Dataset content section start

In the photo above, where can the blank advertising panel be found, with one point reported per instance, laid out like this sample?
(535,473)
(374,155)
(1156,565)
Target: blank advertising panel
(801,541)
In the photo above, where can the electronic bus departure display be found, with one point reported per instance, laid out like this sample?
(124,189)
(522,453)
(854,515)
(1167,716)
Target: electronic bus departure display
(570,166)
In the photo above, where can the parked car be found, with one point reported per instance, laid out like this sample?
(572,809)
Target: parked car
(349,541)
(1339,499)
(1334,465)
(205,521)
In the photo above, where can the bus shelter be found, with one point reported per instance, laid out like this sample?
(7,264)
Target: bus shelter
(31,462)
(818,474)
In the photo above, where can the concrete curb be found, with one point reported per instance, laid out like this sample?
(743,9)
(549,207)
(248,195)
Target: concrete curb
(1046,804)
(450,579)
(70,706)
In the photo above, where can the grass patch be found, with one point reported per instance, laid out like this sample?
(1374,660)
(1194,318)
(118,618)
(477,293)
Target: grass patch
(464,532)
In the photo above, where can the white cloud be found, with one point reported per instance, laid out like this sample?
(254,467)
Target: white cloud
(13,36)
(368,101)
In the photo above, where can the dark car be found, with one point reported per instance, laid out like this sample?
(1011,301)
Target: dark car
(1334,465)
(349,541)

Dataset content section end

■ **Task details**
Copy each line of the listing that includes "like".

■ **Task answer**
In the photo above, where can the blank advertising panel be found, with one point reported per instance, laid out like this sample?
In the photo above, where can the electronic bus departure display be found, with one point reported per instance, laid out like this sample?
In the photo above, where can the parked car be found, with one point reported per instance, laid out like this sample?
In the photo above, where can the bus shelter be found, with one point reported per instance, laid out like this sample?
In the photo above, where can the concrete curb be found, with one point reported per instance, laid out like this sample?
In the photo above, where can the grass patch be found, with one point reported per instance, laid out like this sample?
In the photo above, where can the white cloud be found, with one point reported per instance, laid out like this sample?
In the photo above, where can the dark car be found, with one point reported per instance, laid out like this sample?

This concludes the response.